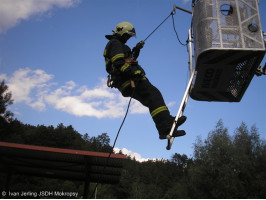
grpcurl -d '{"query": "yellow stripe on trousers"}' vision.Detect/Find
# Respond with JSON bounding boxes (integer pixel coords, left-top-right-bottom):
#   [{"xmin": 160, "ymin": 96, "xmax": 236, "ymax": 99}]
[{"xmin": 151, "ymin": 106, "xmax": 168, "ymax": 117}]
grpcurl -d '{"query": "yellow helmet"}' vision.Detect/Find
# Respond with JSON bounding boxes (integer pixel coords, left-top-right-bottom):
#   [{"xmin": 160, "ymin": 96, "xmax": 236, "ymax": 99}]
[{"xmin": 113, "ymin": 22, "xmax": 136, "ymax": 37}]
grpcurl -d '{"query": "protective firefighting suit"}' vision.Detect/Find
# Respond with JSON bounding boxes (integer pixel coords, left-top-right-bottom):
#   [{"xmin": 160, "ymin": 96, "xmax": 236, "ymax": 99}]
[{"xmin": 103, "ymin": 23, "xmax": 186, "ymax": 139}]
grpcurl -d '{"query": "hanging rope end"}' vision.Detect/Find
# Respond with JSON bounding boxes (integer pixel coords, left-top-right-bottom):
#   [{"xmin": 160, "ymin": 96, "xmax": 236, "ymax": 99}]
[{"xmin": 107, "ymin": 74, "xmax": 113, "ymax": 88}]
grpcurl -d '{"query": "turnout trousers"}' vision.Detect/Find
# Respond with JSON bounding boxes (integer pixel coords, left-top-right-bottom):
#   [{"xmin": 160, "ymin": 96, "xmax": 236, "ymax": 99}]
[{"xmin": 118, "ymin": 77, "xmax": 173, "ymax": 135}]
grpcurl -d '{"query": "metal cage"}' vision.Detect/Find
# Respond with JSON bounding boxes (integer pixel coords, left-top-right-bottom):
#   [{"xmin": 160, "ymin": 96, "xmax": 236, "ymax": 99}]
[{"xmin": 190, "ymin": 0, "xmax": 265, "ymax": 102}]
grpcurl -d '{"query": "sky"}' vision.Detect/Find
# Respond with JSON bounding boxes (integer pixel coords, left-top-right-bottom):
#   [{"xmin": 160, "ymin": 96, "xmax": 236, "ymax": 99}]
[{"xmin": 0, "ymin": 0, "xmax": 265, "ymax": 162}]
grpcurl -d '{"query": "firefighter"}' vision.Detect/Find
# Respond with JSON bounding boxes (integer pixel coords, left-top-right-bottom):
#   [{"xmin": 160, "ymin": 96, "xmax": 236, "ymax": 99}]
[{"xmin": 103, "ymin": 21, "xmax": 186, "ymax": 139}]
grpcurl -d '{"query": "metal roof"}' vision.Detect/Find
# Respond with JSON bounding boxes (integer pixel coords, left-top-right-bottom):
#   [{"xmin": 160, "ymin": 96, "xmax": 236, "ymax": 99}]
[{"xmin": 0, "ymin": 142, "xmax": 126, "ymax": 184}]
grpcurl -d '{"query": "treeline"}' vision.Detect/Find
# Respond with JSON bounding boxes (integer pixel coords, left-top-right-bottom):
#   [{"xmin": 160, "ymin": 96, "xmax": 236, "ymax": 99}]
[
  {"xmin": 99, "ymin": 120, "xmax": 266, "ymax": 199},
  {"xmin": 0, "ymin": 119, "xmax": 112, "ymax": 153},
  {"xmin": 1, "ymin": 118, "xmax": 265, "ymax": 198}
]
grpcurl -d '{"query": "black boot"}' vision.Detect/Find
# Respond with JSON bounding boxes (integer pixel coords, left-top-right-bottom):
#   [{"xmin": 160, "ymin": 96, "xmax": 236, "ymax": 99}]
[
  {"xmin": 159, "ymin": 130, "xmax": 186, "ymax": 139},
  {"xmin": 174, "ymin": 116, "xmax": 187, "ymax": 127},
  {"xmin": 157, "ymin": 116, "xmax": 187, "ymax": 140}
]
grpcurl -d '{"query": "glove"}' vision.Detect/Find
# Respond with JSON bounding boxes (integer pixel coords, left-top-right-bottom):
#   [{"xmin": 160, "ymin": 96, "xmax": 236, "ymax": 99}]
[
  {"xmin": 132, "ymin": 41, "xmax": 145, "ymax": 60},
  {"xmin": 135, "ymin": 40, "xmax": 145, "ymax": 49}
]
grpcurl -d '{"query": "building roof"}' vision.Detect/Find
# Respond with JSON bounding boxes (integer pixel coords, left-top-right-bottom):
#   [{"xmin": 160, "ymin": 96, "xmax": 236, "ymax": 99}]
[{"xmin": 0, "ymin": 142, "xmax": 126, "ymax": 184}]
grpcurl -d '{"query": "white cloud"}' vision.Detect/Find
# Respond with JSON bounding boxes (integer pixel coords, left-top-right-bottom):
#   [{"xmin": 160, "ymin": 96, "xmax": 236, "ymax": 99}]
[
  {"xmin": 1, "ymin": 68, "xmax": 176, "ymax": 119},
  {"xmin": 1, "ymin": 68, "xmax": 148, "ymax": 118},
  {"xmin": 114, "ymin": 147, "xmax": 168, "ymax": 163},
  {"xmin": 7, "ymin": 68, "xmax": 53, "ymax": 111},
  {"xmin": 114, "ymin": 147, "xmax": 151, "ymax": 162},
  {"xmin": 0, "ymin": 73, "xmax": 8, "ymax": 81},
  {"xmin": 0, "ymin": 0, "xmax": 81, "ymax": 33},
  {"xmin": 130, "ymin": 100, "xmax": 149, "ymax": 114},
  {"xmin": 45, "ymin": 78, "xmax": 127, "ymax": 118},
  {"xmin": 167, "ymin": 101, "xmax": 176, "ymax": 107}
]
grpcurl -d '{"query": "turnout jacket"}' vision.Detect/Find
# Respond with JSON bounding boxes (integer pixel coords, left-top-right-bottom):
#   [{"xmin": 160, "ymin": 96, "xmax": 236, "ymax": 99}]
[
  {"xmin": 103, "ymin": 36, "xmax": 145, "ymax": 89},
  {"xmin": 104, "ymin": 37, "xmax": 131, "ymax": 74}
]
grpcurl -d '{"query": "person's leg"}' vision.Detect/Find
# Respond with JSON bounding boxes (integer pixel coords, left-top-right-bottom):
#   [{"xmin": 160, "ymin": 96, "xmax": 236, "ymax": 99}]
[
  {"xmin": 129, "ymin": 78, "xmax": 185, "ymax": 136},
  {"xmin": 119, "ymin": 78, "xmax": 186, "ymax": 138}
]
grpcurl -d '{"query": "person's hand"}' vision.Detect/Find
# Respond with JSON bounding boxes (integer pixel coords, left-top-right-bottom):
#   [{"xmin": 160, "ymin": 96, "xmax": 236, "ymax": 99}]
[{"xmin": 132, "ymin": 41, "xmax": 145, "ymax": 60}]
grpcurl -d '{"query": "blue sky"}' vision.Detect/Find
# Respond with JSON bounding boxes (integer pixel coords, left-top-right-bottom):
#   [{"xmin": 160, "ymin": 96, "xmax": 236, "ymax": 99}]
[{"xmin": 0, "ymin": 0, "xmax": 265, "ymax": 161}]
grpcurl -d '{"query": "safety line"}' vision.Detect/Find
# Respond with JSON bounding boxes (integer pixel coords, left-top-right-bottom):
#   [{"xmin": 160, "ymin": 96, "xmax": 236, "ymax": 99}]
[
  {"xmin": 171, "ymin": 14, "xmax": 188, "ymax": 46},
  {"xmin": 143, "ymin": 11, "xmax": 174, "ymax": 42},
  {"xmin": 90, "ymin": 83, "xmax": 137, "ymax": 198},
  {"xmin": 143, "ymin": 9, "xmax": 188, "ymax": 47}
]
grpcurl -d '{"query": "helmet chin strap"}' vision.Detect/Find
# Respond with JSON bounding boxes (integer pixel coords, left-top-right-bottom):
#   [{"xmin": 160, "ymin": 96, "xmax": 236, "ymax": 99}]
[{"xmin": 119, "ymin": 33, "xmax": 132, "ymax": 43}]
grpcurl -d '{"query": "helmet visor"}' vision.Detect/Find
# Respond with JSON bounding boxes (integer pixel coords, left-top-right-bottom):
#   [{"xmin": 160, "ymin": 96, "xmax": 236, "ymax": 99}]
[{"xmin": 127, "ymin": 28, "xmax": 136, "ymax": 37}]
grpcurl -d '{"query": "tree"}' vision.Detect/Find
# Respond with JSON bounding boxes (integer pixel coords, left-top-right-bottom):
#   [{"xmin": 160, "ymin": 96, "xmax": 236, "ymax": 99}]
[
  {"xmin": 88, "ymin": 133, "xmax": 112, "ymax": 153},
  {"xmin": 190, "ymin": 120, "xmax": 266, "ymax": 198},
  {"xmin": 191, "ymin": 120, "xmax": 240, "ymax": 198},
  {"xmin": 0, "ymin": 80, "xmax": 14, "ymax": 122},
  {"xmin": 171, "ymin": 153, "xmax": 192, "ymax": 168},
  {"xmin": 232, "ymin": 122, "xmax": 266, "ymax": 198}
]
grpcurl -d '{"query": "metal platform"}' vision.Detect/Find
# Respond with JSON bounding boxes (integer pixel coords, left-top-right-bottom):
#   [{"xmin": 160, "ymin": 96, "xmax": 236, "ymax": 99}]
[{"xmin": 190, "ymin": 0, "xmax": 265, "ymax": 102}]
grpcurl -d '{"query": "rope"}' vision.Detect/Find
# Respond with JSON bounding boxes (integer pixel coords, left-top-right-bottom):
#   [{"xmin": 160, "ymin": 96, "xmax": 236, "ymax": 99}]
[
  {"xmin": 171, "ymin": 14, "xmax": 188, "ymax": 46},
  {"xmin": 90, "ymin": 83, "xmax": 137, "ymax": 198},
  {"xmin": 143, "ymin": 9, "xmax": 188, "ymax": 47},
  {"xmin": 143, "ymin": 11, "xmax": 174, "ymax": 42}
]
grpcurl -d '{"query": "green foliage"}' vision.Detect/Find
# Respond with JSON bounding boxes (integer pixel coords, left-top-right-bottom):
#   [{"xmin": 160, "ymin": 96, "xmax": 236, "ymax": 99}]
[
  {"xmin": 0, "ymin": 80, "xmax": 14, "ymax": 123},
  {"xmin": 0, "ymin": 120, "xmax": 114, "ymax": 198},
  {"xmin": 0, "ymin": 117, "xmax": 265, "ymax": 198},
  {"xmin": 87, "ymin": 133, "xmax": 113, "ymax": 153},
  {"xmin": 190, "ymin": 120, "xmax": 266, "ymax": 198}
]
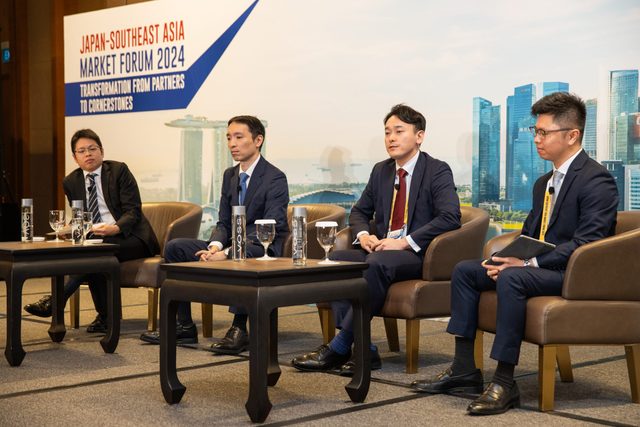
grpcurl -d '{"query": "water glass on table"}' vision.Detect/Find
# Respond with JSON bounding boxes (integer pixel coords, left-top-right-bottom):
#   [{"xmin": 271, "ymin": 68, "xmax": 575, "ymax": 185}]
[
  {"xmin": 255, "ymin": 219, "xmax": 276, "ymax": 261},
  {"xmin": 48, "ymin": 210, "xmax": 66, "ymax": 242},
  {"xmin": 315, "ymin": 221, "xmax": 338, "ymax": 264}
]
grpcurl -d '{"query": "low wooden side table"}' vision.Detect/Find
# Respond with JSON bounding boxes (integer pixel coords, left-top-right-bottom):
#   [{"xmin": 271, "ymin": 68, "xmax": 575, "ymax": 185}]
[
  {"xmin": 159, "ymin": 258, "xmax": 369, "ymax": 423},
  {"xmin": 0, "ymin": 241, "xmax": 120, "ymax": 366}
]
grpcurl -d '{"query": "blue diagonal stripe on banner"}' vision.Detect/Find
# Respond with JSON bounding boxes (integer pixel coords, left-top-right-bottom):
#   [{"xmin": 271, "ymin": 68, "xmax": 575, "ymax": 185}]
[{"xmin": 65, "ymin": 0, "xmax": 259, "ymax": 116}]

# Work instructions:
Using the line that contains "diagonal stripe on" as the first, reproduce each line exactly through the last line of the listing.

# Finished task:
grpcurl -d '{"query": "blue diagonal stripe on banner"}' vision.Detect/Find
# Respond with JSON bounding boxes (integer pixel coords, left-top-right-bottom):
#   [{"xmin": 271, "ymin": 68, "xmax": 575, "ymax": 185}]
[{"xmin": 65, "ymin": 0, "xmax": 259, "ymax": 116}]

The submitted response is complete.